Everything from the line containing "return mask of dusk sky" through the last line of the records must be returned verbatim, and nothing outside that range.

■ **Provided material**:
**********

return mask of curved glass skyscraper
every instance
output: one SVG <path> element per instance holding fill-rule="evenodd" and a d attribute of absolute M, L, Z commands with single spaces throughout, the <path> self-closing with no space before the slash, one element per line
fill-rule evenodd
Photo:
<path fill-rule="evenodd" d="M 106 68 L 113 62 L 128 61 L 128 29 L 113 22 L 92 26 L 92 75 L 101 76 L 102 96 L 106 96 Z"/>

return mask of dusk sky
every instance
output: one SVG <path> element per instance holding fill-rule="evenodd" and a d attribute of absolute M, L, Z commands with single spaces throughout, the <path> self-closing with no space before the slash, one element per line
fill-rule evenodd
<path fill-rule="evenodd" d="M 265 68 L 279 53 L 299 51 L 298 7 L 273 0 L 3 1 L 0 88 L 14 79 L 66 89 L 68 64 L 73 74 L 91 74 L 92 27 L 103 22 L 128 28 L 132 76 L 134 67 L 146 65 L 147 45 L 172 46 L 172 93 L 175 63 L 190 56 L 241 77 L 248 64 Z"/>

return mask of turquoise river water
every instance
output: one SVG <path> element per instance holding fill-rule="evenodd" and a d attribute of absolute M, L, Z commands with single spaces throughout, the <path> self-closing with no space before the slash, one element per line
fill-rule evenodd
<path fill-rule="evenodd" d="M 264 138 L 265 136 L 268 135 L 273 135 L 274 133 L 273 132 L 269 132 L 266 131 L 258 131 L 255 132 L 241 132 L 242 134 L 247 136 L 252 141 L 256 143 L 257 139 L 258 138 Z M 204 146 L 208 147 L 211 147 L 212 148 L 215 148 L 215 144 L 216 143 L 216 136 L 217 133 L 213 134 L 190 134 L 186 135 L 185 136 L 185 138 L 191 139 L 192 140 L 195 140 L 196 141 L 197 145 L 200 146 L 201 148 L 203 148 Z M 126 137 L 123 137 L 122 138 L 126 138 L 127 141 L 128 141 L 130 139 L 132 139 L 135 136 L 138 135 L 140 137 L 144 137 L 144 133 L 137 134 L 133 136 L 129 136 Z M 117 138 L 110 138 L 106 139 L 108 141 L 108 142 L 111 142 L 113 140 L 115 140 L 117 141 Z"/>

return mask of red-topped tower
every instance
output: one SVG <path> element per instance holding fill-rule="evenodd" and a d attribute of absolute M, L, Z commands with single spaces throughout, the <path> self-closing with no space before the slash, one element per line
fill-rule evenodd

**********

■ **Solution**:
return mask of dusk sky
every instance
output: one SVG <path> element per instance holding fill-rule="evenodd" and a d attribute of absolute M, L, Z commands with single spaces throughout, the <path> self-closing with no space before the slash, one element per line
fill-rule evenodd
<path fill-rule="evenodd" d="M 265 68 L 279 53 L 299 51 L 298 7 L 273 0 L 3 1 L 0 88 L 14 79 L 66 89 L 68 64 L 73 74 L 91 74 L 92 27 L 103 22 L 128 28 L 132 76 L 134 67 L 146 65 L 147 45 L 172 46 L 172 93 L 175 63 L 190 56 L 241 77 L 248 64 Z"/>

return mask of turquoise river water
every instance
output: one SVG <path> element per instance holding fill-rule="evenodd" and a d attribute of absolute M, L, Z commands with single spaces throughout, the <path> self-closing with no space before the slash, one element per line
fill-rule evenodd
<path fill-rule="evenodd" d="M 264 138 L 265 136 L 268 135 L 273 135 L 274 133 L 273 132 L 269 132 L 266 131 L 258 131 L 255 132 L 241 132 L 242 134 L 247 136 L 252 141 L 256 143 L 257 139 L 258 138 Z M 204 146 L 208 147 L 211 147 L 212 148 L 215 148 L 215 144 L 216 143 L 216 136 L 217 133 L 213 134 L 190 134 L 186 135 L 185 136 L 185 138 L 191 139 L 192 140 L 195 140 L 196 141 L 197 145 L 200 146 L 201 148 L 203 148 Z M 126 137 L 123 137 L 122 138 L 126 138 L 127 141 L 128 141 L 130 139 L 132 139 L 135 136 L 138 135 L 140 137 L 144 137 L 144 133 L 137 134 L 133 136 L 129 136 Z M 117 138 L 110 138 L 106 139 L 108 141 L 108 142 L 111 142 L 113 140 L 115 140 L 117 141 Z"/>

return mask of red-topped tower
every instance
output: one SVG <path> element per instance holding fill-rule="evenodd" and a d attribute of absolute M, L, Z commands with single spaces throughout, the <path> self-closing with no space before the slash, one element per line
fill-rule evenodd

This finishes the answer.